>> Begin
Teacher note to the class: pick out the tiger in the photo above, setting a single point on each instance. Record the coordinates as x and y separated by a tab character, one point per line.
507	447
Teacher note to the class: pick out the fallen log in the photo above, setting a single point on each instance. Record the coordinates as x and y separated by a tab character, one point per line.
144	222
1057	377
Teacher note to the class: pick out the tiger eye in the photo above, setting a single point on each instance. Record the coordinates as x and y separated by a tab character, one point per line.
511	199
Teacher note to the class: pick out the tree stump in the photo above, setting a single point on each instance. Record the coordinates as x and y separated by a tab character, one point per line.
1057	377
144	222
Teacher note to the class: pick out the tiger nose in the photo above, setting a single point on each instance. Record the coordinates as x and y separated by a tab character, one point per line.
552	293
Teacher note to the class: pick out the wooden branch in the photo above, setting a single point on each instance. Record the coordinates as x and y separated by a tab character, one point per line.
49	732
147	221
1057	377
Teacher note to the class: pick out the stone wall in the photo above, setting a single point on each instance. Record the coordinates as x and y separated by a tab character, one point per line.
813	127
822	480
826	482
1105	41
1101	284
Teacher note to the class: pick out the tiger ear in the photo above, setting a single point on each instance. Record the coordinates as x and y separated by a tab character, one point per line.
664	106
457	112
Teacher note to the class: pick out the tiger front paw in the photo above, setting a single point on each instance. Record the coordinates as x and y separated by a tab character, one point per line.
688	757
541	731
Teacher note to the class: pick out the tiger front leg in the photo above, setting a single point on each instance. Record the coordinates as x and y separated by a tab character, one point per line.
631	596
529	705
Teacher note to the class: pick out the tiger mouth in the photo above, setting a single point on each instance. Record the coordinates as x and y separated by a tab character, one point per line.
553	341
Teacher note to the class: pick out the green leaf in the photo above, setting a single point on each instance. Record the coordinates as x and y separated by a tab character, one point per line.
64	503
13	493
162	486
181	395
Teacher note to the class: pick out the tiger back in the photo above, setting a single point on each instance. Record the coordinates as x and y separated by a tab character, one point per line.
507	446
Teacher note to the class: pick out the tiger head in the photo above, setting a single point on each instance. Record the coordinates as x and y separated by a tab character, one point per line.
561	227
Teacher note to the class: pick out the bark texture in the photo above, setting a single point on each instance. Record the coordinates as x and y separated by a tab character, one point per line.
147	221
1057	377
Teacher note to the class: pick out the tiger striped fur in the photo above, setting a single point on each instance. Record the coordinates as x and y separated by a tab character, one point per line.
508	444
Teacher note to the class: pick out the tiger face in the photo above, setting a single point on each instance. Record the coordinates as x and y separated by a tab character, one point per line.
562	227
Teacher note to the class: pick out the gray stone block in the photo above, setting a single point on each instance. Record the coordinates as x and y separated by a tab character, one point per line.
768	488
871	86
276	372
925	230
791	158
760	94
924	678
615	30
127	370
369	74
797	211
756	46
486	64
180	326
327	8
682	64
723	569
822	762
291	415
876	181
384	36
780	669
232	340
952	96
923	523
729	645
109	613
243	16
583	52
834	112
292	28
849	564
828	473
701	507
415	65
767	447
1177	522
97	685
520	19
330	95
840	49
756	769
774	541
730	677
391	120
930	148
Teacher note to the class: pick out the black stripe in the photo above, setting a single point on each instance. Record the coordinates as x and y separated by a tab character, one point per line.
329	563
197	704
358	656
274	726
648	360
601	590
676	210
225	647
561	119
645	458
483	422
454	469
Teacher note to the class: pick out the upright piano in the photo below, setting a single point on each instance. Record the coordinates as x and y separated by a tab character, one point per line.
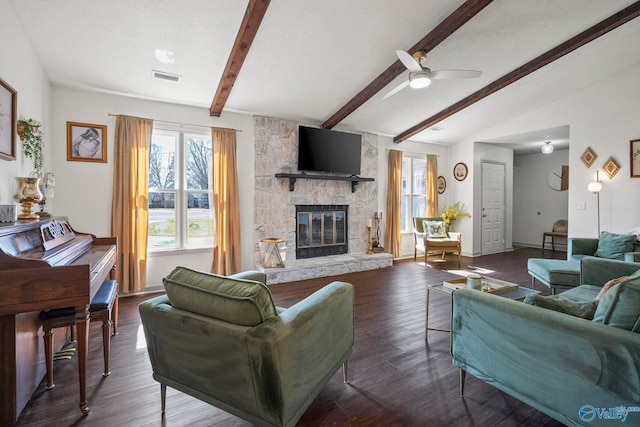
44	264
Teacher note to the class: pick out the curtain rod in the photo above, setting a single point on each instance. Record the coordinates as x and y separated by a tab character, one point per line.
177	123
413	154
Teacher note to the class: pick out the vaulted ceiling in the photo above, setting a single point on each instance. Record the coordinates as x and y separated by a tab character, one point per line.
330	62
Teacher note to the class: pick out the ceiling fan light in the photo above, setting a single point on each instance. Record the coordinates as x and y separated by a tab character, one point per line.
547	148
419	80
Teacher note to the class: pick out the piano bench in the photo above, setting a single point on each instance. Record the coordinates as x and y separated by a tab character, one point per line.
103	305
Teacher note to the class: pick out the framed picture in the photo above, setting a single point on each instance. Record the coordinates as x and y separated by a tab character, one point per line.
635	158
86	143
611	167
588	157
460	171
8	111
442	184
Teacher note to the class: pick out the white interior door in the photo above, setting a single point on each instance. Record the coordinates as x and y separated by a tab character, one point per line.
493	207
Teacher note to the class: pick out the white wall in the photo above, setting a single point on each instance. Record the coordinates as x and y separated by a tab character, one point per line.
21	70
536	206
83	190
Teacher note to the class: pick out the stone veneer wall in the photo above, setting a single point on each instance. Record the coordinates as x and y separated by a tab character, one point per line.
276	148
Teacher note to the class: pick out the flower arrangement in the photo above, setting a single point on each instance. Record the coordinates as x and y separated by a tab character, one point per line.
31	136
452	213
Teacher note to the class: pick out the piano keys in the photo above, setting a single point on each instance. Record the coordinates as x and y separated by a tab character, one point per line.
44	265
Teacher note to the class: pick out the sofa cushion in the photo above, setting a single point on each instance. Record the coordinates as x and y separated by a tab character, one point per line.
614	246
610	284
435	229
555	272
243	302
584	310
620	306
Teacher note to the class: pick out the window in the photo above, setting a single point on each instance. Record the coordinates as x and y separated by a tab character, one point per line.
180	197
414	190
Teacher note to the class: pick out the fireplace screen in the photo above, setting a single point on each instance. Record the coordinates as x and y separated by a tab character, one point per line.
321	230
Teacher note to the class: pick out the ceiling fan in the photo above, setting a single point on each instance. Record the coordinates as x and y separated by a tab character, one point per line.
420	76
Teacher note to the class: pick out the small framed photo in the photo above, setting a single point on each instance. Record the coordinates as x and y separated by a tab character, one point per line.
8	111
86	142
635	158
442	184
460	171
588	157
611	167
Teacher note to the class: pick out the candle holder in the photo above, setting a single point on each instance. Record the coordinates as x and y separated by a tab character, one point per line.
27	194
369	247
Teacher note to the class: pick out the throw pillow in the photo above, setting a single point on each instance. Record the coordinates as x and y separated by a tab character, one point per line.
243	302
610	284
584	310
614	246
620	306
434	229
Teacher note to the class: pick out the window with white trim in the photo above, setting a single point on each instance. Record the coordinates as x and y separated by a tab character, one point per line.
414	189
180	196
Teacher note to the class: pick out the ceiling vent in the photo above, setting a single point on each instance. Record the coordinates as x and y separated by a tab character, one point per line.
165	76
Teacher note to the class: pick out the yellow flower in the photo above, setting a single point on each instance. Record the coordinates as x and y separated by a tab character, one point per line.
452	213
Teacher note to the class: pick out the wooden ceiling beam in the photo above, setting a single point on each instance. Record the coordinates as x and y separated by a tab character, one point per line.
>> End
**INSTRUCTIONS TO FOLLOW**
Can you reproduce the whole listing above with every "setting a single point on each instance" changed to "placing one point on every instance" and nothing else altered? Leave the pictures out of your answer.

**WRITTEN RESPONSE**
Teacher note to the class: pick out the tiger in the photo above, placing one point on every instance. Record the coordinates as x and y separated by a tab character, one point per line.
507	447
Teacher note to the class: pick out the fallen log in the photo above, placing one point on every instance. Record the coordinates as x and y separated by a tab character, one point per line.
144	222
1057	377
Teacher note to the class: pick out the tiger eye in the photo above, placing one point on every instance. Record the coordinates as x and y separated by a tab character, one point per line.
511	199
Teacher note to the class: pick out the tree stump in the photo above, placing one point on every instance. Record the coordinates as x and y separated by a tab character, one point per line.
1057	377
144	222
Teacher note to the class: pick out the tiger nose in the photo above, placing one point on every instance. Record the coordinates as x and y separated by a tab character, one point per line.
552	293
Teacher note to the class: pick out the wooden branch in the photo above, placing one point on every instance. Record the coordinates as x and y separated by a tab character, one point per line.
49	732
147	221
1057	377
Teacher note to the class: pick out the stone wall in the photo above, placing one point on every instance. Record the coordinates as x and y separated by a tab character, one point per line.
813	127
822	480
826	482
1105	41
1101	284
Teacher note to the class: pick out the tiger ear in the photo above, placing one point on every instance. Record the coordinates as x and y separated by a tab character, one point per line.
664	106
457	112
Teacher note to the class: pick out the tiger front paw in the photo above, placing one point on every instance. Record the coordinates as x and y separated by a tab character, one point per line.
688	757
541	731
Teacher note to the class: pick out the tiger front leg in the photo above, placing one point on every instance. Record the coordinates as x and y separated by a tab character, one point per line.
631	596
529	705
Teacher note to the class: pick out the tiger mouth in the photo above, placing one point on every instance. Record the coordinates as x and y separated by a tab character, one point per line.
553	341
Teacher note to the class: pick out the green leaf in the photo above, placing one point on every instance. Record the coordinates as x and y separated by a tab character, one point per line.
64	503
13	493
162	486
181	395
Teacher note to the class: pick out the tiger back in the photo above, placing one point on every instance. Record the coordinates as x and y separated by a tab character, one point per line.
507	446
Teacher note to the class: pick out the tiger head in the photo above, placing one point on every instance. Record the coordinates as x and y separated by a tab character, one point per line.
561	227
Teacher note to the class: pick out the bark texture in the photo above, placing one point on every instance. Record the coordinates as x and y separated by a tab character, one point per line.
147	221
1057	377
Teacher note to the class: pick out the tiger striped fur in the photo above, placing one point on every instance. Record the coordinates as x and y separated by a tab character, one point per line.
508	444
Teacher note to the class: pick out the tiger face in the photo above, placing one point on every instance. Record the coordinates as x and y separated by a tab character, one point per line.
562	227
Teacher note to the class: pick out the gray stone block in the photo above, placing one point on every instance. Record the coordinates as x and y separated by a tab character, one point per line.
768	488
871	86
276	372
925	230
791	158
760	94
924	678
615	30
127	370
369	74
797	211
756	46
486	64
180	326
327	8
682	64
723	569
822	762
291	415
876	181
384	36
780	669
232	340
952	96
923	523
729	645
109	613
243	16
583	52
834	112
292	28
849	564
828	473
701	507
415	65
767	447
1177	522
97	685
520	19
330	95
840	49
756	769
774	541
730	677
391	120
930	148
Teacher note to the class: pick out the black stripe in the photo above, placing one point on every instance. Record the coordinates as x and y separated by a tab character, one point per line.
329	563
197	704
358	656
274	726
648	360
601	590
676	210
225	647
561	119
645	458
483	422
454	469
Teacher note to the class: pick out the upright piano in the photo below, placing one point on every instance. Record the coordinates as x and y separated by a tab character, one point per line.
44	264
Teacher note to the class: pick out the curtain rod in the photo above, placing one point on every instance. Record the coordinates as x and y separated by a tab character, one point per line.
177	123
413	154
Teacher note to the class: pick out the vaulted ceiling in the photo above, placing one point on every instance. Record the coordinates as x and y separated by a tab character, one point per line.
330	62
Teacher note to the class: pick out the ceiling fan light in the photo above, placing one point on every instance. Record the coordinates as x and y separated by a tab character, one point per line.
547	148
419	80
Teacher note to the class: pick out the piano bench in the photo above, placing one point on every instance. Record the coordinates as x and y separated by a tab character, one point per line.
103	305
Teacher note to the class: pick out the framed picture in the photo above, placing one point on every instance. Record the coordinates as x and y separated by a tab character, one point per line.
635	158
86	143
611	167
588	157
460	171
8	111
442	184
Teacher note to the class: pick out the white interior door in the photo above, placing one point on every instance. Record the coordinates as x and y separated by a tab character, one point per line.
493	207
Teacher note to the class: pick out the white wall in the photo above, placing one point on every instance. Record the coordinates as x and y separated by a tab character, one point per line.
21	70
536	206
83	190
Teacher note to the class: pick out the stone veneer wall in the photo above, placing one point on every instance. Record the coordinates as x and y separated by a tab character, one point per line.
276	148
Teacher note to the class: pick out the flower arrangement in the photo above, placing one point on every instance. Record the coordinates as x and y separated by a tab character, one point per line.
31	136
452	213
Teacher note to the class: pick out the piano keys in the photo above, placing one point on every instance. Record the coordinates as x and y separated by a tab character, one point per line.
44	265
Teacher note to the class: pick out the sofa cushion in the photo above, placing one point on every instance. Record the coordinates as x and y separated by a tab character, one point per line.
614	246
610	284
435	229
555	272
243	302
584	310
620	306
Teacher note to the class: pick out the window in the photo above, placing one point on every instance. Record the coordinates as x and y separated by a tab character, one point per line.
180	197
414	190
Teacher note to the class: pick out the fireplace screen in the photo above, placing one point on every instance. Record the coordinates as x and y separated by a tab character, one point per line.
321	230
Teacher note to the class: pick out the ceiling fan in the photo above, placing one point on every instance. Record the coordinates as x and y separated by a tab character, one point per line.
420	76
Teacher note to the class: pick out the small framed photo in the photo above, placing one point on every instance. Record the coordinates as x and y separated by a tab character, one point per line.
8	111
86	142
635	158
442	184
460	171
588	157
611	167
Teacher note to the class: pick out the candle holder in the photo above, placing one point on every instance. Record the coordinates as x and y separated by a tab character, one point per line.
27	194
369	247
Teacher note to the class: pick out the throw pillow in the photo above, placing one point on every instance. Record the coordinates as x and y separated by a tab character, one point per line.
243	302
610	284
584	310
614	246
620	306
434	229
Teacher note to the class: pick out the window with white trim in the photo above, placing one point on every instance. Record the coordinates as x and y separated by a tab character, one point per line.
414	189
180	196
Teacher note to the class: pick out the ceiling vent in the photo above, placing one point on every instance. Record the coordinates as x and y separated by a tab character, one point per line.
165	76
Teacher note to the class: pick out the yellow flower in the photo above, placing one point on every instance. Record the coordinates as x and y separated by a tab character, one point per line.
452	213
Teacher note to the class: pick out the wooden ceiling beam in the photo above, placing one point on every instance. Record the coordinates as x and y separated by a tab character, one point per line.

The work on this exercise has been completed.